Blessed Unions

What the traditional Jewish wedding tells us about the American Founding.

On June 27, 1787, the American Founding Father Benjamin Rush, a signer of the Declaration of Independence and a renowned physician, wrote an extraordinary letter to his wife about a Jewish wedding he had just attended in Philadelphia. Rush’s is the only firsthand account of how this centerpiece of traditional Jewish life was celebrated in the fledgling United States. More important, it is a document that tells us much of enduring interest about the unique values and traditions of the Jews and how those values and traditions contributed to the self-understanding of the American Founders and to the no less unique civilization they shepherded into being.

Rush tells his wife he accepted the invitation to this wedding “with great pleasure, for you know I love to be in the way of adding to my stock of ideas upon all subjects.” The bride, Rachel by name, was the daughter of Jonas Phillips, a prominent member of Philadelphia’s Mikveh Israel congregation; her groom was “a young man of the name of Levy.” Rush relates that the day’s events began “with prayers in the Hebrew language…chanted by an old rabbi” of which he “did not understand a word except now and then an Amen or Hallelujah.” He could not help noticing that—then as now—some of the worshippers “conversed with each other during the whole time of this part of their worship.”

Rush, it would seem, was describing minhah, one of the three daily services in Judaism. Prayers having been concluded, the wedding rites proper got under way:

[A] small piece of parchment was produced, which contained a deed of settlement and which the groom subscribed in the presence of witnesses. This ceremony was followed by the erection of a beautiful canopy composed of white and red silk in the middle of the floor….As soon as this canopy was fixed, the bride, accompanied [by a] long train of female relations, came downstairs. Her face was covered with a veil which reached halfways down her body. She was handsome at all times, but the occasion and her dress rendered her in a peculiar manner a most lovely and affecting object. I gazed with delight upon her. Innocence, modesty, fear, respect, and devotion appeared all at once in her countenance.

Stated goal 1:
Transcribe all of the entries below line for line, with no changes.
The wedding article and the entries are unrelated material.

Data records:

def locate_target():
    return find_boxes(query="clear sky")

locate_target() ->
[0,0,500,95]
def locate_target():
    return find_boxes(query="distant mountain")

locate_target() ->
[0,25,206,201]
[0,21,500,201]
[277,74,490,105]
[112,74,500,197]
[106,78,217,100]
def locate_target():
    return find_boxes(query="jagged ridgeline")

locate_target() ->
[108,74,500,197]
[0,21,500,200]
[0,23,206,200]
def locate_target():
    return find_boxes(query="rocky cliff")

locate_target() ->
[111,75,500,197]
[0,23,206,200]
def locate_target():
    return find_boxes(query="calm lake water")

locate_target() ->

Stated goal 2:
Restate word for word the part of the wedding article that opens with the words containing "Rush, it would" and closes with "in her countenance.".

Complete response 1:
def locate_target():
    return find_boxes(query="clear sky")

locate_target() ->
[0,0,500,95]
def locate_target():
    return find_boxes(query="distant mountain")

locate_target() ->
[0,25,206,201]
[0,21,500,201]
[277,74,490,105]
[112,74,500,197]
[106,78,217,100]
def locate_target():
    return find_boxes(query="jagged ridgeline")

locate_target() ->
[108,74,500,197]
[0,21,500,200]
[0,23,206,200]
def locate_target():
    return find_boxes(query="rocky cliff")

locate_target() ->
[111,75,500,197]
[0,23,206,200]
def locate_target():
    return find_boxes(query="calm lake water")

locate_target() ->

Complete response 2:
Rush, it would seem, was describing minhah, one of the three daily services in Judaism. Prayers having been concluded, the wedding rites proper got under way:

[A] small piece of parchment was produced, which contained a deed of settlement and which the groom subscribed in the presence of witnesses. This ceremony was followed by the erection of a beautiful canopy composed of white and red silk in the middle of the floor….As soon as this canopy was fixed, the bride, accompanied [by a] long train of female relations, came downstairs. Her face was covered with a veil which reached halfways down her body. She was handsome at all times, but the occasion and her dress rendered her in a peculiar manner a most lovely and affecting object. I gazed with delight upon her. Innocence, modesty, fear, respect, and devotion appeared all at once in her countenance.